→ **Your task**
Repeat verbatim, and only, the lines of the data below, beginning at the line that contains "job: circular seal" and stopping after the line that contains "job: rectangular sign".

→ **Stored items**

——————————

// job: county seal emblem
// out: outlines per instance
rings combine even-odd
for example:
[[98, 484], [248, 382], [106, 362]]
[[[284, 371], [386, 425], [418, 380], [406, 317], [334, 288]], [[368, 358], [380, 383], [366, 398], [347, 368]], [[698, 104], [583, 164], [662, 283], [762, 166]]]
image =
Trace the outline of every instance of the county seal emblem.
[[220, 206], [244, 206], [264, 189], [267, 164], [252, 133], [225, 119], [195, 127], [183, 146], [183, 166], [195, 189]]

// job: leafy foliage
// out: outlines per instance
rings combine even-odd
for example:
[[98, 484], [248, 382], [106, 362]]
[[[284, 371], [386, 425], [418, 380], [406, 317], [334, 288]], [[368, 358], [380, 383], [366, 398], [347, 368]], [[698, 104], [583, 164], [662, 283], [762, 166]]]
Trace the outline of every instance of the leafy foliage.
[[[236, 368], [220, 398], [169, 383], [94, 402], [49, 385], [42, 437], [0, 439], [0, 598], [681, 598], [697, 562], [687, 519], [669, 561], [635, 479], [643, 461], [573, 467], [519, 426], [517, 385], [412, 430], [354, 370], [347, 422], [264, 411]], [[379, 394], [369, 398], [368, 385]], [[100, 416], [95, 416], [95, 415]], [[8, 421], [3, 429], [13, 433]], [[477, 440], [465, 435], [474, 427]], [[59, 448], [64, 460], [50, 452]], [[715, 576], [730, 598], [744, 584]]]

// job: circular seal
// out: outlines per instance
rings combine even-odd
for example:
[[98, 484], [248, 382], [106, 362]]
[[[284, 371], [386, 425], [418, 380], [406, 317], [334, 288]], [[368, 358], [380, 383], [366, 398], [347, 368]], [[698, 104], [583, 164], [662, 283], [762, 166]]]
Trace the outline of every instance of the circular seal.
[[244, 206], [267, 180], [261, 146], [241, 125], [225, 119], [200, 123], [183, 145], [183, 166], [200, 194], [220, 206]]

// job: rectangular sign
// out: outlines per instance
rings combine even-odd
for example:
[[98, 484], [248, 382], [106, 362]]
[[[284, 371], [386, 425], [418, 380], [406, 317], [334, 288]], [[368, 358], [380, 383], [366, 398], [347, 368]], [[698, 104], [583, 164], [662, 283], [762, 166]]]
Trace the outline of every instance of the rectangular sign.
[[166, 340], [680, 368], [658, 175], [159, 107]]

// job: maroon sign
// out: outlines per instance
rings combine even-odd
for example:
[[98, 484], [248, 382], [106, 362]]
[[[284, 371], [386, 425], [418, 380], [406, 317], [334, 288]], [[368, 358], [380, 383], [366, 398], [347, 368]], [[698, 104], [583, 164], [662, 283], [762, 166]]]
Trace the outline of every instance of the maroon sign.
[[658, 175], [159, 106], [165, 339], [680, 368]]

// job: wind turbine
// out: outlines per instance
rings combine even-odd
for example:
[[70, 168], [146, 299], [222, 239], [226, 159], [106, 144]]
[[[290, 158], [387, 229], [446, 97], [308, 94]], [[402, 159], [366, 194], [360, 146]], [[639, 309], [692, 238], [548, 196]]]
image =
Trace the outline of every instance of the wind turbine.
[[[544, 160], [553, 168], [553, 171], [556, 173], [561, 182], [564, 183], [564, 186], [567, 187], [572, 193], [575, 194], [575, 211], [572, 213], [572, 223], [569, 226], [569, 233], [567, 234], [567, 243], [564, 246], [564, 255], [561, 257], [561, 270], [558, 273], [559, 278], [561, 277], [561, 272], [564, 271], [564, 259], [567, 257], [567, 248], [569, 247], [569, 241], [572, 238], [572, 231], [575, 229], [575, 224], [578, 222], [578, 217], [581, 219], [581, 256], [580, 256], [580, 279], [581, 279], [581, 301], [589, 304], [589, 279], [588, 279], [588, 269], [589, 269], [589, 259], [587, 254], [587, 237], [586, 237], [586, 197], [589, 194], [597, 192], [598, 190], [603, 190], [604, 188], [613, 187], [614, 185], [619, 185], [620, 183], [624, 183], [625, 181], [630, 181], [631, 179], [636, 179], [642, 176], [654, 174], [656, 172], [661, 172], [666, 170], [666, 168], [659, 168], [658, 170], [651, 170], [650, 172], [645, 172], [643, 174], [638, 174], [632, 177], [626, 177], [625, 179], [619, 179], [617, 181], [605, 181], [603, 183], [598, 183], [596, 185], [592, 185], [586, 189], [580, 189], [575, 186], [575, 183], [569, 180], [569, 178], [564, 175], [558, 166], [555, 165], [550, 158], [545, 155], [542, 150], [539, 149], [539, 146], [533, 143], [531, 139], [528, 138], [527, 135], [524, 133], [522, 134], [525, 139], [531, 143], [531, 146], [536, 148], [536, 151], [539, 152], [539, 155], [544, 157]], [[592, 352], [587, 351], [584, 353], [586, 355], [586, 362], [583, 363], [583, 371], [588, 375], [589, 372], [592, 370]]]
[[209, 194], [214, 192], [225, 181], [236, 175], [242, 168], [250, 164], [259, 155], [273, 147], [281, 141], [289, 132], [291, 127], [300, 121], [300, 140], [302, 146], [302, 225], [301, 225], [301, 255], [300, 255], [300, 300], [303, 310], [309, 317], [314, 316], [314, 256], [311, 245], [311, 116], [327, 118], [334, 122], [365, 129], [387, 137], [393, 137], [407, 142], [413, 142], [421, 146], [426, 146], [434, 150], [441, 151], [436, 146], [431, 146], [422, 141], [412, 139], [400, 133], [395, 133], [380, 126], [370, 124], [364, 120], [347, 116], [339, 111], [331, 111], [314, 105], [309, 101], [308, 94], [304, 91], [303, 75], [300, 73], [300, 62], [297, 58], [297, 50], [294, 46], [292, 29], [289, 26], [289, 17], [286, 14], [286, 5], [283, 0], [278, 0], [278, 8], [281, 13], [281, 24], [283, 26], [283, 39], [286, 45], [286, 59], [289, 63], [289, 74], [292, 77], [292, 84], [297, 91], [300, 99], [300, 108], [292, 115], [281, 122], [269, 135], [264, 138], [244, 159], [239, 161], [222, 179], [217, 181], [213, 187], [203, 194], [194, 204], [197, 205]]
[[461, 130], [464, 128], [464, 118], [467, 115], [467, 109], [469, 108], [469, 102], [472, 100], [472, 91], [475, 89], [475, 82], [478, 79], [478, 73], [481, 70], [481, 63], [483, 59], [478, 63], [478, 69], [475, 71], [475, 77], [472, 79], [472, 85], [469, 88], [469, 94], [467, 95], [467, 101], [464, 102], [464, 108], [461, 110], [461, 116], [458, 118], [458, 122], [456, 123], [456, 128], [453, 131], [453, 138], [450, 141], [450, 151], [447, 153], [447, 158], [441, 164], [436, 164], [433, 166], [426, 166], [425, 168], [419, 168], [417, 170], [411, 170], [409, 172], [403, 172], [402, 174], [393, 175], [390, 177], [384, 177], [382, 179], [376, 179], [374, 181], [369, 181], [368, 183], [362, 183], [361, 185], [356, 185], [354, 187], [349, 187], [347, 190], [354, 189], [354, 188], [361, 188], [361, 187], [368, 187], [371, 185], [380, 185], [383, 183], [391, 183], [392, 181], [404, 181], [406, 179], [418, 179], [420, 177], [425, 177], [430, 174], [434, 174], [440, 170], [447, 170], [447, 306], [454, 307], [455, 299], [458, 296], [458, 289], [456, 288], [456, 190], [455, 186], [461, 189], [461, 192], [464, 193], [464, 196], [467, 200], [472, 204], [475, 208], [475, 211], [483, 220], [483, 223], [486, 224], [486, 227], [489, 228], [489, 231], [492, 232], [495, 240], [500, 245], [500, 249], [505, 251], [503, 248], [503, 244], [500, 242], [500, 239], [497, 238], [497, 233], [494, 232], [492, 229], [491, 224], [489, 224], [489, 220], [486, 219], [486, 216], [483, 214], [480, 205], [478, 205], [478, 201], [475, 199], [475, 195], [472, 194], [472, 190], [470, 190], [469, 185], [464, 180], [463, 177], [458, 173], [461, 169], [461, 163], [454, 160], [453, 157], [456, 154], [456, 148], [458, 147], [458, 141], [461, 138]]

——————————

→ **Task response**
// job: circular seal
// out: outlines per instance
rings combine even-odd
for example:
[[98, 484], [248, 382], [106, 362]]
[[[284, 371], [386, 425], [418, 380], [406, 317], [334, 288]], [[368, 358], [380, 383], [366, 398], [347, 368]], [[698, 104], [583, 164], [662, 283], [762, 166]]]
Trace the outline of every instance of the circular seal.
[[244, 206], [267, 180], [261, 146], [241, 125], [225, 119], [200, 123], [183, 145], [183, 166], [200, 194], [220, 206]]

// job: rectangular sign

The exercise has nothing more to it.